* Aim:
Rewrite the listing below, replacing "traffic monitoring" with "road surveillance" and leaving every other line unchanged. Omit the pictures from your answer.
• • • • • • •
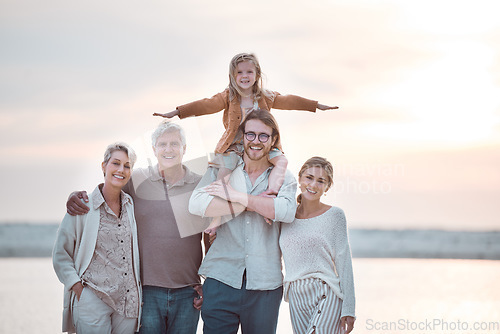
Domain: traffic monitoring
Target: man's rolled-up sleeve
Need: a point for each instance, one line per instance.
(285, 203)
(200, 199)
• • • • • • •
* Answer for this exercise:
Domain: road surveillance
Target: man's rolled-up sleeve
Need: a point for each instance, one line per instance.
(285, 203)
(200, 199)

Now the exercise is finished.